- _WHAT THE EXERCISE ASKS_: Lines before the one containing "Target: man's beard" are to be left out; that line and every line after it, through the last line below, are to be reproduced exactly.

- _GIVEN RECORDS_:
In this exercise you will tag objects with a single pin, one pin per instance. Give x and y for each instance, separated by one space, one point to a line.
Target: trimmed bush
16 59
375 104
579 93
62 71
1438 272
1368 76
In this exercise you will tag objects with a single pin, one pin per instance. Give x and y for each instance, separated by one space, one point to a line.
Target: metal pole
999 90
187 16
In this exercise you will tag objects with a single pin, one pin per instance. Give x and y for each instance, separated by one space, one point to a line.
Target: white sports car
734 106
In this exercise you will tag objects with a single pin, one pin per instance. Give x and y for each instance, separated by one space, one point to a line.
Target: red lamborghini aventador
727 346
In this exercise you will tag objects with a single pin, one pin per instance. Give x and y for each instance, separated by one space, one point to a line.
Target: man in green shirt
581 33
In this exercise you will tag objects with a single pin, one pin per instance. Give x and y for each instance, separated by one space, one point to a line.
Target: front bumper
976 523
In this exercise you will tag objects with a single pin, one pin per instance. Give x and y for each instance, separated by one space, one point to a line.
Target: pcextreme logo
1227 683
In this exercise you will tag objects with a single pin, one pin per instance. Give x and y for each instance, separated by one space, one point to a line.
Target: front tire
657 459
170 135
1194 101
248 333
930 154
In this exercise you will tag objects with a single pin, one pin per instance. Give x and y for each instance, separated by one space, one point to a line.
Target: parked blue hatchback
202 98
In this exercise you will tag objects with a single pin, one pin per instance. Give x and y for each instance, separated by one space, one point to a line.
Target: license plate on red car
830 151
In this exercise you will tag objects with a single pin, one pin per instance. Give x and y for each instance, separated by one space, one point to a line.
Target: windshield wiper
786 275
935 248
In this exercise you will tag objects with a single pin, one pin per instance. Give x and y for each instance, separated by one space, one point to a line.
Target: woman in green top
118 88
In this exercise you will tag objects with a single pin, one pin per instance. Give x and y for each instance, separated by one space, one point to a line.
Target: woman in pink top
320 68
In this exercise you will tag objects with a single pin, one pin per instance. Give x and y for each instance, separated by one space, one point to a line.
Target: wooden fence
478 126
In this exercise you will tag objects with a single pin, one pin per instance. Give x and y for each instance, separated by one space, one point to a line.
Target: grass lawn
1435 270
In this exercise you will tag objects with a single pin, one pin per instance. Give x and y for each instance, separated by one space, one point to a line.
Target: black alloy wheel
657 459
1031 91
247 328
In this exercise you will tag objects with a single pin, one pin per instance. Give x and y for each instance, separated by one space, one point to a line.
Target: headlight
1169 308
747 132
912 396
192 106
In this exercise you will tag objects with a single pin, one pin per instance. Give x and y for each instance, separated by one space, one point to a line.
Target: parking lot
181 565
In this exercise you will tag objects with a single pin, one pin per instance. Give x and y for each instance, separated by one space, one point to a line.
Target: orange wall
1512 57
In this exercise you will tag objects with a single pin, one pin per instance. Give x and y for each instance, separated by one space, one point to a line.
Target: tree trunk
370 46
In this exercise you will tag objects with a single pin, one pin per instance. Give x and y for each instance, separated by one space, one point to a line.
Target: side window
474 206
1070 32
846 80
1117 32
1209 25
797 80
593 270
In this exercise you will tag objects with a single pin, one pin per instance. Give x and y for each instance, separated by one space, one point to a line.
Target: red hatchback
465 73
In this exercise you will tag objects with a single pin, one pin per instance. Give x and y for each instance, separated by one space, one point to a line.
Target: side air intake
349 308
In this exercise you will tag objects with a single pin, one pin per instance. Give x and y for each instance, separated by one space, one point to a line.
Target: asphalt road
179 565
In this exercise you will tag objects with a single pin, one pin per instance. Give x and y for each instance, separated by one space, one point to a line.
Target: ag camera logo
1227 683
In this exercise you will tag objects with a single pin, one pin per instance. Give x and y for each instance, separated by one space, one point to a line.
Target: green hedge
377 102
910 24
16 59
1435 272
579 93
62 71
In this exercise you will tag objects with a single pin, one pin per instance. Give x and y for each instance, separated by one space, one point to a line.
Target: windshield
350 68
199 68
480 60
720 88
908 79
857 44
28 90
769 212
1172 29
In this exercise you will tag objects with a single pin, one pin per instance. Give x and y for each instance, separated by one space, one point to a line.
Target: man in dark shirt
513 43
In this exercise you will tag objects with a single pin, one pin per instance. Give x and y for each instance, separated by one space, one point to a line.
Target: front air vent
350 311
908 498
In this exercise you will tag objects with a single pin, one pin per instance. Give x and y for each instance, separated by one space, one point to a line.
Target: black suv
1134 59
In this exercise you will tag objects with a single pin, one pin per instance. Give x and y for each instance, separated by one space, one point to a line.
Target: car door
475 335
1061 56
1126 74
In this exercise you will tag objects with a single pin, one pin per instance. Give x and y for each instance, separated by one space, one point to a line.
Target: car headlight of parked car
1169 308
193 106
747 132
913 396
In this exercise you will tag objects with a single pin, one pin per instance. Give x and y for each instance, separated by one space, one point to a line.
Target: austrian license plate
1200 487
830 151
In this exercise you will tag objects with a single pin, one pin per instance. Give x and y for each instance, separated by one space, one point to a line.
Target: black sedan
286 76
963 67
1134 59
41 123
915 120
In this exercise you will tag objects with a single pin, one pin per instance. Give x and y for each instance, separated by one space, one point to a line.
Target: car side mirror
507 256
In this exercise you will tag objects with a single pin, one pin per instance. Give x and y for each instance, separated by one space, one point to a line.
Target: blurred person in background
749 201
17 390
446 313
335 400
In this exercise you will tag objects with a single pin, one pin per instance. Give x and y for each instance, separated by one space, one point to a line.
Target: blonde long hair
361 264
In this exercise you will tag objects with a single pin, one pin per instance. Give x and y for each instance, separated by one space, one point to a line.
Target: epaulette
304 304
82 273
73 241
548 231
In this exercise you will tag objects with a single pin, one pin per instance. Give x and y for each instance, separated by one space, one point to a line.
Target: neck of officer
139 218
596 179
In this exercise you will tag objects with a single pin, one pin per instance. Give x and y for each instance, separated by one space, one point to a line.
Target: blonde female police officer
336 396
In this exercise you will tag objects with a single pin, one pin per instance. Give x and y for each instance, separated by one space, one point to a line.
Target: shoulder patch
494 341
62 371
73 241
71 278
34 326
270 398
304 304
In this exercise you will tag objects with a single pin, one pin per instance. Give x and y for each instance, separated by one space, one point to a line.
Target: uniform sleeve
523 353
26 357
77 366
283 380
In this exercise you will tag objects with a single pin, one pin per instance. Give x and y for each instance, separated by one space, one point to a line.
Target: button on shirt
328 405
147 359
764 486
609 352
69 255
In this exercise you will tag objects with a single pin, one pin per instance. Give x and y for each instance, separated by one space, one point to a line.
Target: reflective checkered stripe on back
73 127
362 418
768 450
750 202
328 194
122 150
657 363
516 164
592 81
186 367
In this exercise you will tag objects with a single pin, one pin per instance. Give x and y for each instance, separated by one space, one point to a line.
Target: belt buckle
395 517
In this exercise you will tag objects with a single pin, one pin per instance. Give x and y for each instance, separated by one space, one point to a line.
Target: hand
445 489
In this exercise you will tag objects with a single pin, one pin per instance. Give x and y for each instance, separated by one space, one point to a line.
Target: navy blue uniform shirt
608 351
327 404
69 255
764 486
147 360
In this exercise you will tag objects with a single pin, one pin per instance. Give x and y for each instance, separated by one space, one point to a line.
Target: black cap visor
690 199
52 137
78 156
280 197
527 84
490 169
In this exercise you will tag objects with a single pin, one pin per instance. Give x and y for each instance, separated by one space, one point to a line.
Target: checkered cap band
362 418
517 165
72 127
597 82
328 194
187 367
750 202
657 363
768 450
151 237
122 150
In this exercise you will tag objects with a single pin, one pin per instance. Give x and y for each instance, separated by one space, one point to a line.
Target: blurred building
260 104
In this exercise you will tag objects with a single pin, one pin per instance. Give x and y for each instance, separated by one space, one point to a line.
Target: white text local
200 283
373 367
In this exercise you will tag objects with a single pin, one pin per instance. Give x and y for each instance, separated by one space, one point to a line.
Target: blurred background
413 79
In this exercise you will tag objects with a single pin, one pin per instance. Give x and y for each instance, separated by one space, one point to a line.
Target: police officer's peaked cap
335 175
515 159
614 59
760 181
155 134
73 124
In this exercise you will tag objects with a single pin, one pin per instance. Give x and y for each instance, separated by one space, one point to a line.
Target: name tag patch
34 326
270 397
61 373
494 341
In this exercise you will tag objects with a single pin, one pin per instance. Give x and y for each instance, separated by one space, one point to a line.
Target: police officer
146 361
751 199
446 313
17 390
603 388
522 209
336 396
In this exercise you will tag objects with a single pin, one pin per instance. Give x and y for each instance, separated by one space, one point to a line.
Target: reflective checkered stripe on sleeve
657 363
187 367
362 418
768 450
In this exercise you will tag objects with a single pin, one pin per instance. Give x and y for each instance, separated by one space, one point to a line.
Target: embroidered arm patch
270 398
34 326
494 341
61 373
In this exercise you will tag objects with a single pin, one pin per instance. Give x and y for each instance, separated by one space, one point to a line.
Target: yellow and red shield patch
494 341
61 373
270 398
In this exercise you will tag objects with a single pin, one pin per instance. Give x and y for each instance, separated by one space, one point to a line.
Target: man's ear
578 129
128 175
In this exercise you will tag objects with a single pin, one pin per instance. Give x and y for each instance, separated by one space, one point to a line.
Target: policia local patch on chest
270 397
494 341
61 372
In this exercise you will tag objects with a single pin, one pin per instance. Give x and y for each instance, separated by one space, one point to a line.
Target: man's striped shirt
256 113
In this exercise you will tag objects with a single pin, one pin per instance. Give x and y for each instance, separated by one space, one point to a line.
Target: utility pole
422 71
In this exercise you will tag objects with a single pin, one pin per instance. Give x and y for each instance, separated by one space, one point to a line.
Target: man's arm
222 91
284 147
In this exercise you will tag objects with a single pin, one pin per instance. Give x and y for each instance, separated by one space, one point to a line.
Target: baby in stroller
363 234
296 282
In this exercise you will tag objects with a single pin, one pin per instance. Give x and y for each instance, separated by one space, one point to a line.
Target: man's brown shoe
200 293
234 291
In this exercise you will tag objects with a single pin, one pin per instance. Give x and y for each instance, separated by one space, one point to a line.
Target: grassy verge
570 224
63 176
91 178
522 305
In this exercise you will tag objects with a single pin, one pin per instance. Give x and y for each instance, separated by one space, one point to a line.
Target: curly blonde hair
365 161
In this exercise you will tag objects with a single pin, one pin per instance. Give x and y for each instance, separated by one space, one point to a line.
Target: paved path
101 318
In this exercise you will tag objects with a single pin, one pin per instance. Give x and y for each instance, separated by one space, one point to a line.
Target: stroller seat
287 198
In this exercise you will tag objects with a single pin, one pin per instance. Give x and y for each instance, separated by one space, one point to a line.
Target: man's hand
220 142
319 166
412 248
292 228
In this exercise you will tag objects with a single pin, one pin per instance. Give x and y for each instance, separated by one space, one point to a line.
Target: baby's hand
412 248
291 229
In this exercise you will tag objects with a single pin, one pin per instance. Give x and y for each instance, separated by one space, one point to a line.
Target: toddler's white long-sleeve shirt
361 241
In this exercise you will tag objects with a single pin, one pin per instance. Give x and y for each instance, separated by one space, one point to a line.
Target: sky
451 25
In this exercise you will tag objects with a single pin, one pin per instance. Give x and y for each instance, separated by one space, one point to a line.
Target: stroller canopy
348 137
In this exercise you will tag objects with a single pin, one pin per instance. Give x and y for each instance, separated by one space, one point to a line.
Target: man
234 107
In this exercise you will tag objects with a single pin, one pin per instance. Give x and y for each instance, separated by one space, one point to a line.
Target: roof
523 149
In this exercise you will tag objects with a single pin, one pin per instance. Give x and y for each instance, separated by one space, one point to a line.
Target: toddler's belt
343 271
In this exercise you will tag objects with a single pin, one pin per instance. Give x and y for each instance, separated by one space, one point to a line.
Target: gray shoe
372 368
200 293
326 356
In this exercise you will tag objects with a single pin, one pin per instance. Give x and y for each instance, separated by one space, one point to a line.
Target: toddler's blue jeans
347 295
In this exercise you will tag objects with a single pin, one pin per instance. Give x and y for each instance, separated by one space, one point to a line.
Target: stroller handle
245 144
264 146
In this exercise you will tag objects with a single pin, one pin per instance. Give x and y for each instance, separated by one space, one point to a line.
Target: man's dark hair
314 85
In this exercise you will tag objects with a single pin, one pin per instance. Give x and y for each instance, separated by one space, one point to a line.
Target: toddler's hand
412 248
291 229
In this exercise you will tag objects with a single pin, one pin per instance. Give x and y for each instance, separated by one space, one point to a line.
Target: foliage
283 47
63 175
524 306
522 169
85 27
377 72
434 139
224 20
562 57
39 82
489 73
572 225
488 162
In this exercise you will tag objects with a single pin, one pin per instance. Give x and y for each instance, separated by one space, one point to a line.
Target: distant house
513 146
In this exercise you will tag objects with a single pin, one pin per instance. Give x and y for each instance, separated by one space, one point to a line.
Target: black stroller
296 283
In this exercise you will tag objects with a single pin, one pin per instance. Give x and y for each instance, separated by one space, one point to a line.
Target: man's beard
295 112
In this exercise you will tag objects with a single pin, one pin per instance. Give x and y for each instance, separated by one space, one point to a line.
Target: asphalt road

- _SOLVED EXERCISE_:
Target: man's beard
295 112
In this exercise you will tag objects with a single pin, one pin per instance. Give x and y for each instance, separated by one space, one point to a line.
Target: asphalt road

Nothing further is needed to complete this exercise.